> _Tasks and exercises_
(1) Please reproduce everything in the delta-8-THC article from "Delta-8-THC sales are" down to "its euphoric benefits.", word for word.
(2) Using the delta-8-THC article, decide whether each statement below agrees with it. Answer yes or no for each and quote the words from the article that settle it.
(a) The U.S. Hemp Roundtable named delta-8-THC directly in its caution.
(b) Delta-8 occurs in small amounts in hemp.
(c) Marijuana is a schedule 1 drug.
(3) Extend the delta-8-THC article onward from its final sentence, keeping its tone and subject.

> _Text excerpt_
BEGIN

Here is what the US Hemp Round table has to say about this “also-psychoactive” phytocannabinoid.
Recently, there has been a lot of hype surrounding the newish kid on the block; Delta- 8- THC. If you are late to join the conversation, delta-8 is a phytocannabinoid that is found in small amounts in hemp and happens to have significant psychoactive properties. Now that hemp is federally legal, it appears that there is a legal way to get high and delta-8-THC is that legal way.
Is it that straight forward?
The U.S. Hemp Roundtable (USHR), has issued caution against commercializing the euphoric properties of hemp-derived delta-8- THC calling this move “irresponsible.” The USHR did not directly call out delta-8-THC but made claims that more or less made it clear which hemp compound was being referred to.
Delta-8-THC sales are giving CBD a run for its money and business that have centred on this phytocannabinoid are poised to make significant financial gains in the near future. That said, caution is advised as this is a legal grey area. It has been argued that the contested Interim Final Rule once executed could lead to the crackdown of businesses selling delta-8 for its euphoric benefits.
Here is the thing.
Marijuana is a schedule 1 drug while hemp has been legalized under federal law.

END

> _Saved entries_
BEGIN

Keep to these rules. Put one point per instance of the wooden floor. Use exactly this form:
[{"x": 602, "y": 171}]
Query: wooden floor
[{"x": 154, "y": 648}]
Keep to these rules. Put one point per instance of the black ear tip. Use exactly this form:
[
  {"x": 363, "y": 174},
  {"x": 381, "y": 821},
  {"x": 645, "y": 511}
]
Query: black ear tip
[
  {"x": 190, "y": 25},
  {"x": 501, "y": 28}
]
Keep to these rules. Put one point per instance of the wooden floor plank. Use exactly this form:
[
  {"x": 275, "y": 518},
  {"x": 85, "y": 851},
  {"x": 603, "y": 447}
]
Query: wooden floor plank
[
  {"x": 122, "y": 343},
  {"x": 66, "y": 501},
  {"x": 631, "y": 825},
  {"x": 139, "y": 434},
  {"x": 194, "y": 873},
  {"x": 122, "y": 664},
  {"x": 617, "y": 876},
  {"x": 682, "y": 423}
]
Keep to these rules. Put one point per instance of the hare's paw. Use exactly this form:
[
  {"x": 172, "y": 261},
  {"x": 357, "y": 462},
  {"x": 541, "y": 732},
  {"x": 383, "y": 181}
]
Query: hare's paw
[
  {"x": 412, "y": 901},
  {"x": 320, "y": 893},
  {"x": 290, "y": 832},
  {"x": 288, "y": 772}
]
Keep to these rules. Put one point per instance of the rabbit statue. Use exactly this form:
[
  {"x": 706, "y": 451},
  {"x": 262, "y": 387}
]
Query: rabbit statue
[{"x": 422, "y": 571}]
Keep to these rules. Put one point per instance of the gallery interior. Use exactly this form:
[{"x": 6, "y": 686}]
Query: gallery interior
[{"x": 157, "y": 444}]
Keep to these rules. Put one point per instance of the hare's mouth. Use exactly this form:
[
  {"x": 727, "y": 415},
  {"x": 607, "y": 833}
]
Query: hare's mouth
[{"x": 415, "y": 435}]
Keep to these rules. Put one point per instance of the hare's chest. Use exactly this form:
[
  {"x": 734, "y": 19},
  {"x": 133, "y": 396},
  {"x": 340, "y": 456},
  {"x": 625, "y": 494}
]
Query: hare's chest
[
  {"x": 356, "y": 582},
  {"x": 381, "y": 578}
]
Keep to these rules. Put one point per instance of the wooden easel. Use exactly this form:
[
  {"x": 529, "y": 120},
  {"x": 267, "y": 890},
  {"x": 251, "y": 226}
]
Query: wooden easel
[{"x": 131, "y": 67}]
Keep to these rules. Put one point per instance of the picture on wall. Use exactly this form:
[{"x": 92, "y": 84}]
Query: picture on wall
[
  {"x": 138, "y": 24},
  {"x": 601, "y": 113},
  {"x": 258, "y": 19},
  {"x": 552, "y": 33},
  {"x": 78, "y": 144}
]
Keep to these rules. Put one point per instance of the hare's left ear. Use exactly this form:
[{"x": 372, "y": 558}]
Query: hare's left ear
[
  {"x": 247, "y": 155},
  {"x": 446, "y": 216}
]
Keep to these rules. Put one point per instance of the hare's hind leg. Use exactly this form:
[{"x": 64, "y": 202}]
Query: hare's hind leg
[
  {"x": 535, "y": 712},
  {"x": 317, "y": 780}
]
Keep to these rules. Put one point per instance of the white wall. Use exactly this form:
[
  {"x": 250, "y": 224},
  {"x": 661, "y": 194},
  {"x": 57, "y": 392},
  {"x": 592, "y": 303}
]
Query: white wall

END

> _Answers provided_
(1)
Delta-8-THC sales are giving CBD a run for its money and business that have centred on this phytocannabinoid are poised to make significant financial gains in the near future. That said, caution is advised as this is a legal grey area. It has been argued that the contested Interim Final Rule once executed could lead to the crackdown of businesses selling delta-8 for its euphoric benefits.

(2)
(a) No: "The USHR did not directly call out delta-8-THC"
(b) Yes: "delta-8 is a phytocannabinoid that is found in small amounts in hemp"
(c) Yes: "Marijuana is a schedule 1 drug"

(3)
The major difference between marijuana and hemp is the psychoactive property that is attached to the former. Hence, legal hemp must contain less than 0.3% of the psychoactive cannabinoid delta-9-THC. How then can hemp be promoted as a psychoactive compound legally? This definitely throws a spanner in the works and sooner rather than later, the DEA is likely to restrict the sale of psychoactive hemp-derived compounds aka delta-8-THC.
That said, delta-8-THC has other properties that can be harnessed for medicinal reasons. Studies have shown that is has significant anti-emetic, analgesic, appetite-stimulating, anxiolytic, and neuroprotective benefits. It has great similarities to delta-9-THC with only a difference of a few atomic bonds. It exists in small amounts in hemp; but companies are finding ways of concentrating it for its unique properties.
For now, the USHR prefers that intoxicating cannabinoids should not be marketed as “hemp” or dietary supplements. In a nutshell, psychoactive cannabinoids are subject to the regulatory restrictions such as is the case for marijuana.